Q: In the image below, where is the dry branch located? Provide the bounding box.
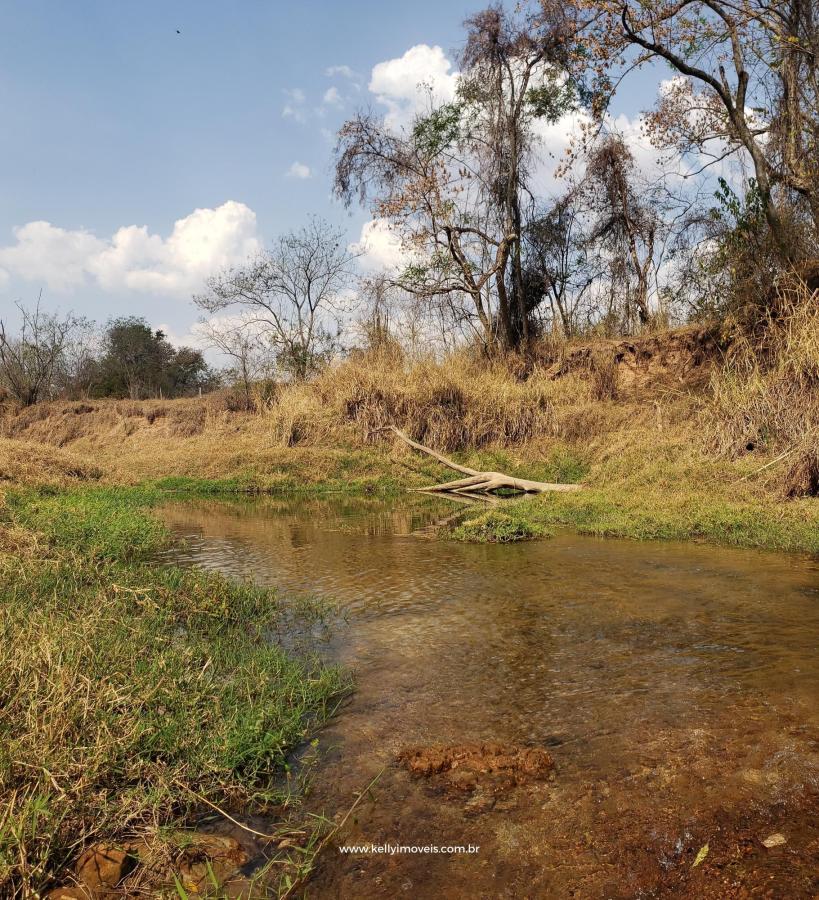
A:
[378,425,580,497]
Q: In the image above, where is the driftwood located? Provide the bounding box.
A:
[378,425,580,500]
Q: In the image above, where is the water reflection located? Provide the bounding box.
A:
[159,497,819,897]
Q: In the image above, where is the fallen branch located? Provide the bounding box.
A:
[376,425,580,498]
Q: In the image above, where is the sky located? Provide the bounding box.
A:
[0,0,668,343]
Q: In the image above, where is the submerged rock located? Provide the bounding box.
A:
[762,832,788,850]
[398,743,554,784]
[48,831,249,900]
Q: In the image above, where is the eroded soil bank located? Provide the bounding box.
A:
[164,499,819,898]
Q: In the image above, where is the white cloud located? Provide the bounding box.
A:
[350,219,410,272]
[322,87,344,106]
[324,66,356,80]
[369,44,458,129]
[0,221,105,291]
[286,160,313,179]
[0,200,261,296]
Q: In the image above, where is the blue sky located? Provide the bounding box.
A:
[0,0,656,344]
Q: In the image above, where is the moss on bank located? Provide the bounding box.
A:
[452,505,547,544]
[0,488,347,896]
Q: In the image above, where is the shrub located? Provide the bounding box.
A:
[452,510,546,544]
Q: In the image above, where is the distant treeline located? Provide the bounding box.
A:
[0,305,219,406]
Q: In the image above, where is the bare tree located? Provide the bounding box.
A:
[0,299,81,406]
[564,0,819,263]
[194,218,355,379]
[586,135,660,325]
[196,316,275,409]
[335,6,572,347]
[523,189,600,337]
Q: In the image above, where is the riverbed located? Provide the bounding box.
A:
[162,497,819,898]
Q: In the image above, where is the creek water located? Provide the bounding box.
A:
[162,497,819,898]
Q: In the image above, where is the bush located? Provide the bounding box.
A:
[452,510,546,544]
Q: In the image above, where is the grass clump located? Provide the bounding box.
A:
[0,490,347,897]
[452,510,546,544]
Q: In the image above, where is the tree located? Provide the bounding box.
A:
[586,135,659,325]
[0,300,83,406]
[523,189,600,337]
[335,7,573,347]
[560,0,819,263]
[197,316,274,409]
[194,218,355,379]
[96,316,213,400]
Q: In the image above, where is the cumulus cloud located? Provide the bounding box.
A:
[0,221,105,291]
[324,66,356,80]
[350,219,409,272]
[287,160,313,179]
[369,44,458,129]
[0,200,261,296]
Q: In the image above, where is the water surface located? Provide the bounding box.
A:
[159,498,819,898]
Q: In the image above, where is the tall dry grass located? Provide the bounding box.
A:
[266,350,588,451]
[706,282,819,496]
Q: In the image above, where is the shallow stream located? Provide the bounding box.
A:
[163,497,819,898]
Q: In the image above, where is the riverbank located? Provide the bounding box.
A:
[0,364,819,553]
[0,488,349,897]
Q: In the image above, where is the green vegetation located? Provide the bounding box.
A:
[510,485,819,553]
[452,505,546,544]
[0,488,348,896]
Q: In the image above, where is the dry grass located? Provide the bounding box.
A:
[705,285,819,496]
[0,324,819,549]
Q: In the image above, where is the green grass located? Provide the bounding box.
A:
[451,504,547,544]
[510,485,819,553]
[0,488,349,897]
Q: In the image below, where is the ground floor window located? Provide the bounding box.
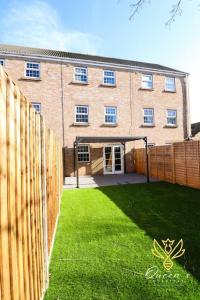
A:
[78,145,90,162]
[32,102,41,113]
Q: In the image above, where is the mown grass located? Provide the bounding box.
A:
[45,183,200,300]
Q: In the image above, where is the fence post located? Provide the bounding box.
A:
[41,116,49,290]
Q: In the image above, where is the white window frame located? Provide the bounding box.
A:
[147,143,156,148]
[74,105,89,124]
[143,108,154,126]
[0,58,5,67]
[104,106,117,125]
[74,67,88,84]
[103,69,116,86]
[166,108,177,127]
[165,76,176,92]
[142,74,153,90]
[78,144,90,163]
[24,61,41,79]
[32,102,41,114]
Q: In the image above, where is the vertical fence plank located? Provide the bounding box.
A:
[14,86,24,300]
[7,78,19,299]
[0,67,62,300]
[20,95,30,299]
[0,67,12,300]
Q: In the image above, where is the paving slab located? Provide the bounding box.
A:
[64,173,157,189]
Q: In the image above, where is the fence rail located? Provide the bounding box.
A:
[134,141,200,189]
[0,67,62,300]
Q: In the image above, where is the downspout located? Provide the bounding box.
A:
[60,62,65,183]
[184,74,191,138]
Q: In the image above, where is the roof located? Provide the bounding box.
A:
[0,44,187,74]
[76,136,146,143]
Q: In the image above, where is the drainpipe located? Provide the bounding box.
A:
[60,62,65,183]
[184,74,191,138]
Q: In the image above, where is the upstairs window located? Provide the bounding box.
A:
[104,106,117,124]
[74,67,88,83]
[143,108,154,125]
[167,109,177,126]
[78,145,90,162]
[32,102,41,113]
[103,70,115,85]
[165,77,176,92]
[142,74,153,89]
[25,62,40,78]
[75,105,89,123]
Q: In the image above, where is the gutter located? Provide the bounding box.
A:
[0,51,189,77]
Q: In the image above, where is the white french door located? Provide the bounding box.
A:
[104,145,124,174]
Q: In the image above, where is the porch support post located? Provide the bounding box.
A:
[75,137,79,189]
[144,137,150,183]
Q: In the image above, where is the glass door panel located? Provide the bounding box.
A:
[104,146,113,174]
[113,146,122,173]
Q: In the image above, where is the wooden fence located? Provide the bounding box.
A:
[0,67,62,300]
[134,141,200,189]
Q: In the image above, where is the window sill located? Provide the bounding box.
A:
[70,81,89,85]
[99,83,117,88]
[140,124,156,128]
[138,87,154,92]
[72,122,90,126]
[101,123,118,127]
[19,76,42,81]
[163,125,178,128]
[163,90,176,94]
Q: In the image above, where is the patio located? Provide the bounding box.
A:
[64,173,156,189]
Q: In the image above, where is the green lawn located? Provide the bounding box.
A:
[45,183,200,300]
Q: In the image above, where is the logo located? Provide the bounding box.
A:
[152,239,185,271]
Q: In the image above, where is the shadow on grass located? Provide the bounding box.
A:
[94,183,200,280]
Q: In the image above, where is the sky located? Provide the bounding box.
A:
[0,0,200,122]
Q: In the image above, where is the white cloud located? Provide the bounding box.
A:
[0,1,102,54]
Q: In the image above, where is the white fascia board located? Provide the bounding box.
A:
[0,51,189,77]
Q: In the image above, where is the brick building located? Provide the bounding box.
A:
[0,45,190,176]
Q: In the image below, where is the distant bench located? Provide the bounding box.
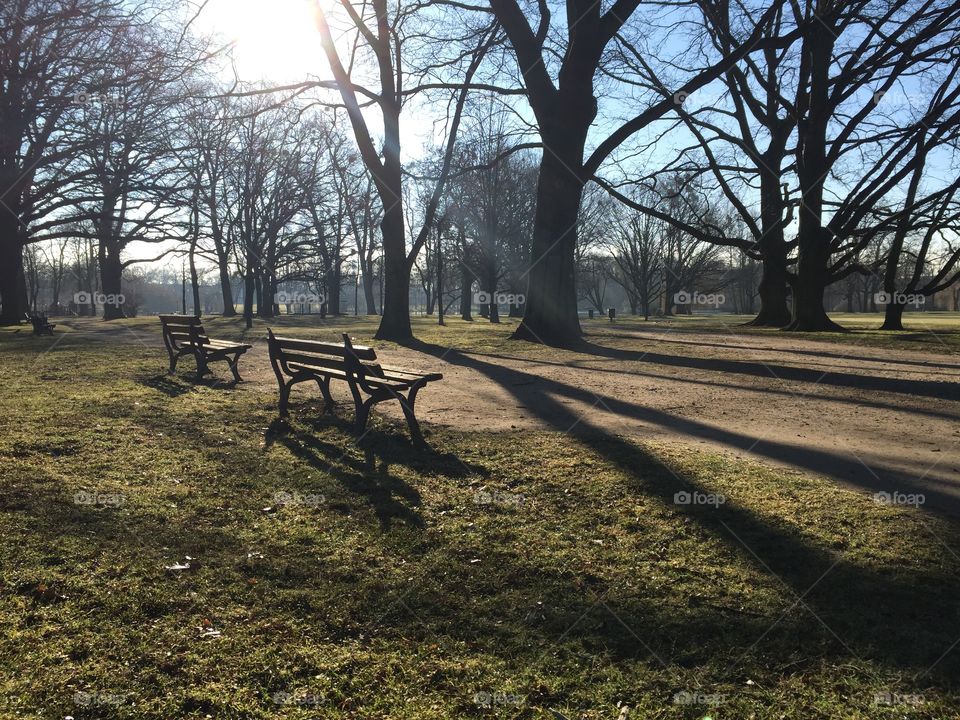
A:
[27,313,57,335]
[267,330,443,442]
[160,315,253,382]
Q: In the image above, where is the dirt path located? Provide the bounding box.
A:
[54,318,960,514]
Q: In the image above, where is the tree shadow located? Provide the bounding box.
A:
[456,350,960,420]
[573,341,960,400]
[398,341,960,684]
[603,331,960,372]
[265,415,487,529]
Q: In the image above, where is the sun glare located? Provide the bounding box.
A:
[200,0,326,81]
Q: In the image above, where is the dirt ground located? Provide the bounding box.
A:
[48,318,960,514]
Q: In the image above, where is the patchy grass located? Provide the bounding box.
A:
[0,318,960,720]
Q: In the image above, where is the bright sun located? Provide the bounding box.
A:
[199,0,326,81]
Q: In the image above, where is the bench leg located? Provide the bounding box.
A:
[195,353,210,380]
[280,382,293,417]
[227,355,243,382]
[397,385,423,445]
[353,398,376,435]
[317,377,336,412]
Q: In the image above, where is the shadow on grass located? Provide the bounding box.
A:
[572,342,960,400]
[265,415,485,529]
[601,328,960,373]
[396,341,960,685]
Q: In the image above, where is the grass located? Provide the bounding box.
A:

══════

Problem details = Copy out every one of the rows above without changing a word, and leave the pictures out.

Answer =
Q: In the image below, where is the dry branch located? Provide the bounding box.
A:
[378,425,580,497]
Q: In the image above, where is the driftwood located? Provide the bounding box.
A:
[378,425,580,500]
Q: In the image above, where is the water reflection located? Provide the bounding box.
A:
[159,497,819,897]
Q: In the image above, where is the fallen branch located? Provide the bounding box.
A:
[376,425,580,498]
Q: In the image above, where is the sky located? Provide the bounding box.
A:
[0,0,668,343]
Q: In the image above, where is the submerged rock located? Provide the bounding box.
A:
[762,832,788,850]
[398,743,554,784]
[48,831,249,900]
Q: In the image above, where is the eroded soil bank located? Provide the bounding box.
A:
[164,499,819,898]
Q: In the image above, where is the white cloud located? Provide the bounding box.
A:
[350,219,410,272]
[322,87,344,106]
[324,66,356,80]
[369,44,458,129]
[0,221,105,291]
[286,160,313,179]
[0,200,261,296]
Q: In the image above, where is the blue sky located? Provide the bounding box.
A:
[0,0,656,344]
Q: In the image above, where is the moss on bank located? Provide the bounding box.
A:
[452,505,547,544]
[0,488,347,896]
Q: In the image above, where is the shrub located? Provide the bounding box.
A:
[452,510,546,544]
Q: In the image above, where is the distant treeline located? Provide the bounding box.
A:
[0,305,219,406]
Q: In the image above, where is the bare tree located? Provide the bounding box.
A:
[0,299,81,406]
[564,0,819,263]
[194,218,355,379]
[586,135,660,325]
[196,316,275,409]
[335,6,572,347]
[523,189,600,337]
Q: In the image above, where is the riverbed located? Provide the bounding box.
A:
[162,497,819,898]
Q: In the image above, where is the creek water located? Provide the bounding box.
A:
[162,497,819,898]
Q: In the image above, where is the bush located? Provide the bounding box.
A:
[452,510,546,544]
Q: In the image above, where is the grass clump located? Provide the bounding box.
A:
[0,490,347,897]
[452,510,546,544]
Q: In the image above, where is the tree located? Provide the bounding box.
A:
[586,135,659,325]
[0,300,83,406]
[523,189,600,337]
[335,7,573,347]
[560,0,819,263]
[197,316,274,409]
[194,218,355,379]
[96,316,213,400]
Q: In the image above, where is the cumulus cloud located? Provide the bounding box.
A:
[0,221,105,291]
[324,66,356,80]
[350,219,409,272]
[287,160,313,179]
[369,44,458,129]
[0,200,261,296]
Q: In the image above, where is the water surface located? Provide the bounding box.
A:
[159,498,819,898]
Q: In the image above, where is the tall dry grass located? Provide the bounding box.
A:
[266,350,588,451]
[706,282,819,496]
Q: In the image above, where is the shallow stream located? Provide the bounding box.
A:
[163,497,819,898]
Q: In the image above, where is the riverbank located? Provide the bounding box.
A:
[0,364,819,553]
[0,488,349,897]
Q: In the image above, where is the green vegetation located? Provide the bounding box.
A:
[510,485,819,553]
[452,505,546,544]
[0,488,348,896]
Q: In the image above, where is the dry grass located? Provide the bounding box.
A:
[705,285,819,496]
[0,324,819,549]
Q: In the image above, where is the green grass located? Provide the bounding box.
A:
[451,504,547,544]
[510,485,819,553]
[0,488,349,897]
Q: In the image below, where is the ground floor window located? Provide the bounding box.
A:
[78,145,90,162]
[32,102,41,113]
Q: In the image above, where is the mown grass located? Provide the bounding box.
A:
[45,183,200,300]
Q: In the image above, where is the fence post located? Provide the bounding box.
A:
[41,116,49,290]
Q: In the image above, where is the white window frame located? Provide the bounding box.
A:
[147,143,156,148]
[74,105,89,124]
[143,108,154,126]
[0,58,5,67]
[104,106,117,125]
[74,67,88,84]
[103,69,116,86]
[166,108,177,127]
[165,76,176,92]
[142,74,153,90]
[78,144,90,163]
[24,61,41,79]
[32,102,41,114]
Q: In the image above, where is the vertical fence plank located? Provide the bounding box.
A:
[14,86,24,300]
[7,78,19,299]
[0,67,62,300]
[20,95,30,299]
[0,67,12,300]
Q: In the image above, where is the paving slab located? Provide the bounding box.
A:
[64,173,157,189]
Q: In the image above, where is the fence rail located? Provide the bounding box.
A:
[134,141,200,189]
[0,67,62,300]
Q: In the image above, where is the downspout located? Provide the bounding box.
A:
[60,62,65,183]
[184,74,191,138]
Q: In the image above, where is the roof located? Provide the bounding box.
A:
[0,44,187,74]
[76,136,146,143]
Q: In the image above, where is the drainpipe located? Provide the bounding box.
A:
[60,62,65,183]
[184,74,191,138]
Q: In the image above, where is the upstairs window located? Provide the bounding box.
A:
[104,106,117,124]
[74,67,88,83]
[143,108,154,125]
[167,109,177,126]
[78,145,90,162]
[32,102,41,113]
[103,70,115,85]
[165,77,176,92]
[142,74,153,89]
[25,62,40,78]
[75,105,89,123]
Q: In the image above, where is the gutter located? Provide the bounding box.
A:
[0,51,189,77]
Q: In the image above, where is the white french door located? Provide the bounding box.
A:
[104,145,124,174]
Q: In the image above, where is the porch support post located? Provide the bounding box.
A:
[75,137,79,189]
[144,137,150,183]
Q: In the image above, where is the glass door panel located? Provide the bounding box.
A:
[104,146,113,174]
[113,146,122,173]
Q: In the image above, where is the wooden fence located? Provide the bounding box.
A:
[0,67,62,300]
[134,141,200,189]
Q: In the image above, where is the window sill located? Provide the bounding box.
A:
[70,81,89,85]
[99,83,117,88]
[140,124,156,128]
[138,87,154,92]
[72,122,90,126]
[101,123,118,127]
[19,76,42,81]
[163,125,178,128]
[163,90,176,94]
Q: In the image above, where is the patio located? Provide the bounding box.
A:
[64,173,156,189]
Q: In the image above, where is the green lawn located? Provide the bounding box.
A:
[45,183,200,300]
Q: In the image above, where is the logo located? Provide the bounding box.
A:
[152,239,185,271]
Q: In the image above, where is the shadow on grass located? Provide the bounding box.
A:
[94,183,200,280]
Q: In the image above, where is the sky located? Provide the bounding box.
A:
[0,0,200,122]
Q: In the image above, where is the white cloud located? Provide the bounding box.
A:
[0,1,102,54]
Q: In the image above, where is the white fascia board located? Provide the bounding box.
A:
[0,51,189,77]
Q: In the image above, where is the brick building located? Provide the bounding box.
A:
[0,45,190,176]
Q: In the image below, where is the distant bench located? Provide the bounding box.
A:
[27,313,57,335]
[267,330,443,442]
[160,315,253,382]
Q: In the image above, where is the dirt path located? Provide the bounding box.
A:
[54,318,960,514]
Q: In the image above, where is the tree shadow located? Provide the bounding box.
A:
[456,350,960,420]
[573,341,960,400]
[398,341,960,684]
[603,331,960,372]
[265,415,487,529]
Q: In the image above, where is the sun glare located? Provide the bounding box.
A:
[200,0,326,81]
Q: In the image above, where is the dirt ground located? Provide the bounding box.
A:
[48,318,960,514]
Q: In the image above, where is the patchy grass located? Provide the bounding box.
A:
[0,318,960,720]
Q: In the image above, where is the bright sun located? Provide the bounding box.
A:
[199,0,326,81]
Q: In the image above, where is the bench leg located? Provide the bounding box.
A:
[195,353,210,380]
[280,382,293,417]
[227,355,243,382]
[397,385,423,445]
[353,398,376,435]
[317,377,336,412]
Q: In the image above, where is the shadow on grass located? Provide the bounding box.
A:
[572,342,960,400]
[265,415,485,529]
[601,328,960,373]
[396,341,960,685]
Q: In the image above, where is the grass located? Provide the bounding box.
A:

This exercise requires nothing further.